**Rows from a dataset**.
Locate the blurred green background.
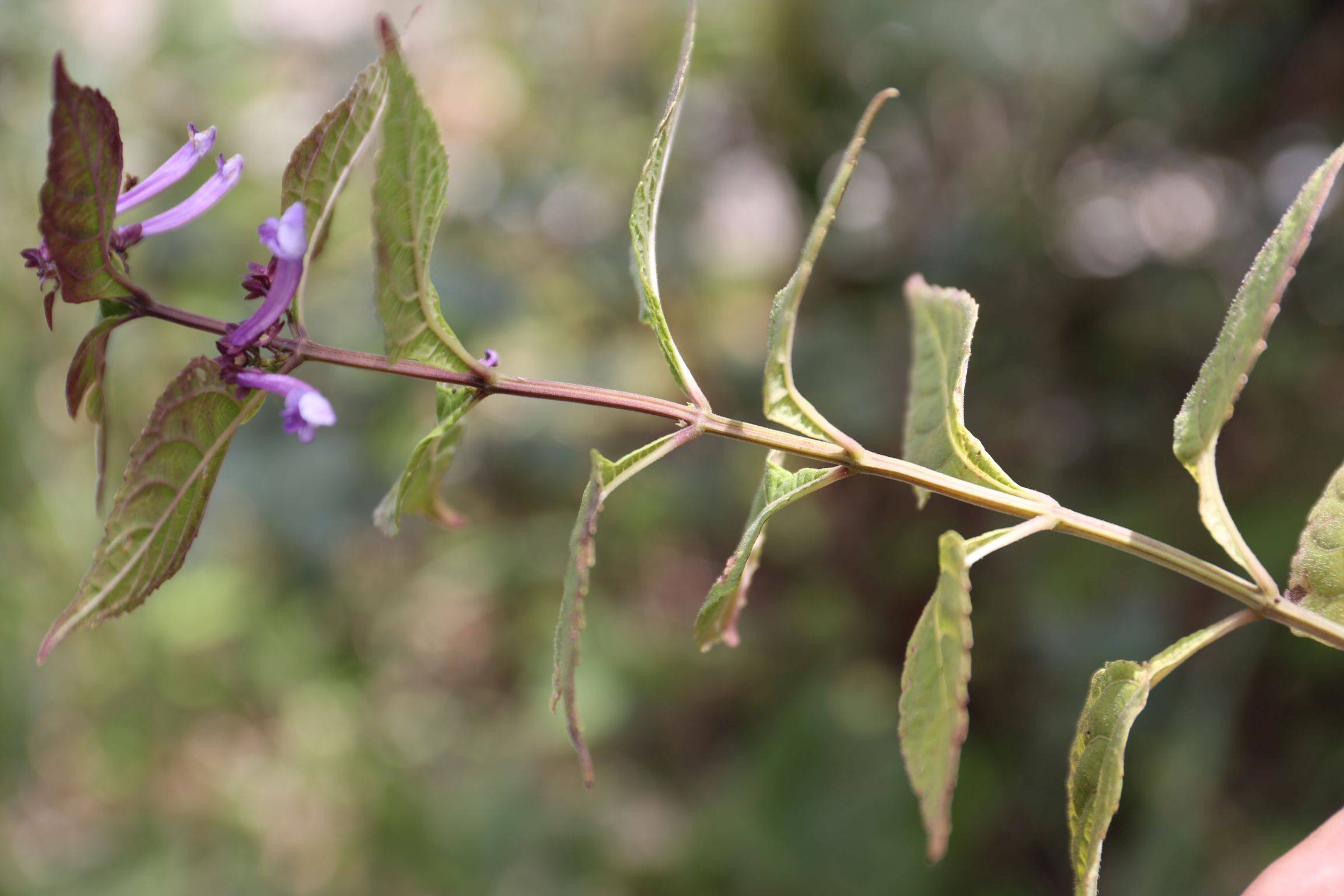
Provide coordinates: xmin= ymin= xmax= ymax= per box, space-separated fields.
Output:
xmin=0 ymin=0 xmax=1344 ymax=896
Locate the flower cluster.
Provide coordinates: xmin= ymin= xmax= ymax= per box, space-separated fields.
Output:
xmin=218 ymin=203 xmax=336 ymax=442
xmin=20 ymin=124 xmax=336 ymax=442
xmin=19 ymin=124 xmax=243 ymax=328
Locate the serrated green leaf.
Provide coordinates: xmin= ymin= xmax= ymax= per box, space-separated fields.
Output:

**To be done**. Format every line of the records above as a Markdown table with the columns No. and Line, numbering the lines in order and skipping blank ones. Leave the pictures out of the table.

**Solved exercise**.
| No. | Line |
|---|---|
| 1 | Locate the blurred green background. |
| 2 | Provide coordinates: xmin= ymin= xmax= ymax= per box, space-separated fields. |
| 3 | Output: |
| 4 | xmin=0 ymin=0 xmax=1344 ymax=896 |
| 5 | Locate the flower cluster. |
| 6 | Provide coordinates: xmin= ymin= xmax= ymax= per box, space-separated fields. |
| 7 | Output: |
| 8 | xmin=218 ymin=203 xmax=336 ymax=442 |
| 9 | xmin=20 ymin=124 xmax=336 ymax=442 |
| 10 | xmin=19 ymin=124 xmax=243 ymax=328 |
| 11 | Locate the serrated green leaf. |
| 12 | Provide coordinates: xmin= ymin= xmax= ymax= per box, space-separated fields. |
| 13 | Output: |